#### EXERCISE GOAL
Return each line in the records below that includes "large".

━━━━━ DATA TO USE

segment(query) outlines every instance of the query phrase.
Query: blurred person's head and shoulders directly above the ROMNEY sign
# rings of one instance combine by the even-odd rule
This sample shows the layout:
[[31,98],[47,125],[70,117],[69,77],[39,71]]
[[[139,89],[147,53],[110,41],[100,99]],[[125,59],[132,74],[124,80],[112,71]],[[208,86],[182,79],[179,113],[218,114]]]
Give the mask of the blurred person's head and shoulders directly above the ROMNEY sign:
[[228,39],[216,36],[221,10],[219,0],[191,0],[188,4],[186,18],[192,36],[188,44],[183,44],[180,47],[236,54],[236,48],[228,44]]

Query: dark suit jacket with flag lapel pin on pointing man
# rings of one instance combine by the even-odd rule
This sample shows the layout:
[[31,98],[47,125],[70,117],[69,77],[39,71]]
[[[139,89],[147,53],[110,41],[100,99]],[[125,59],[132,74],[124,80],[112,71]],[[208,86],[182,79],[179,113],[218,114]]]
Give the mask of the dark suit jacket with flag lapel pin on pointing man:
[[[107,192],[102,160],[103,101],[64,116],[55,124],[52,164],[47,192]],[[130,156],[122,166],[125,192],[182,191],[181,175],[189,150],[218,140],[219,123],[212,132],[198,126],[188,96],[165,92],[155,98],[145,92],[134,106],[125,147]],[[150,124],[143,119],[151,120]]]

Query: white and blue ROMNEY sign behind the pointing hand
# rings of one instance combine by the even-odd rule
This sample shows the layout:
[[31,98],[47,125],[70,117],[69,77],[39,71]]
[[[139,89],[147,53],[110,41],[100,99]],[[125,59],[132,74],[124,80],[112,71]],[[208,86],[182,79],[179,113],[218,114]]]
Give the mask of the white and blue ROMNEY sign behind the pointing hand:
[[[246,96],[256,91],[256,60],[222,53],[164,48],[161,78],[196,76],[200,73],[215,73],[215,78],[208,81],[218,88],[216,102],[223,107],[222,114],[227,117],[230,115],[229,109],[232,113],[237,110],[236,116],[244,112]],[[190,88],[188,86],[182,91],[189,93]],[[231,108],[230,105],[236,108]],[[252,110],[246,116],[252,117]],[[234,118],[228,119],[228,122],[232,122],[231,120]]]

━━━━━━━━━━
━━━━━ DATA TO USE

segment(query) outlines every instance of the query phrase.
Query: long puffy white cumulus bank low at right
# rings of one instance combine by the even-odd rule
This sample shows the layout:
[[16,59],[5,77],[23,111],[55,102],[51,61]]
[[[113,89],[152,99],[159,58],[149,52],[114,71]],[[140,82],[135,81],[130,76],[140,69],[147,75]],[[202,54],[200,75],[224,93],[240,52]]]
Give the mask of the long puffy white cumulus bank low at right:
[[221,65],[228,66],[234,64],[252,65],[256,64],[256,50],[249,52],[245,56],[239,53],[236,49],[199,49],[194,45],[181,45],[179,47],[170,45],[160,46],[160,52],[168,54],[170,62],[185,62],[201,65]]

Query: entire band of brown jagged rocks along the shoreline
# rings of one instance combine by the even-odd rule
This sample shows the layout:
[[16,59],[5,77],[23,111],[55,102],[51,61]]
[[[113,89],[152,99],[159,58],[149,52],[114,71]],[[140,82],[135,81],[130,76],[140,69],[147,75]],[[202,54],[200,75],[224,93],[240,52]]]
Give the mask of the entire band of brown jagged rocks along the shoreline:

━━━━━━━━━━
━━━━━ DATA TO USE

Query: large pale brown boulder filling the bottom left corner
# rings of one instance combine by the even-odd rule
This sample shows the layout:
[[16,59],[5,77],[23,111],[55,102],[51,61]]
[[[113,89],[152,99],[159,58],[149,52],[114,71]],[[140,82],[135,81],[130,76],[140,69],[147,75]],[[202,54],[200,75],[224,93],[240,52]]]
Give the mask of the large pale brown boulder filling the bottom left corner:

━━━━━━━━━━

#### TASK OUTPUT
Query: large pale brown boulder filling the bottom left corner
Give the mask of the large pale brown boulder filling the bottom left corner:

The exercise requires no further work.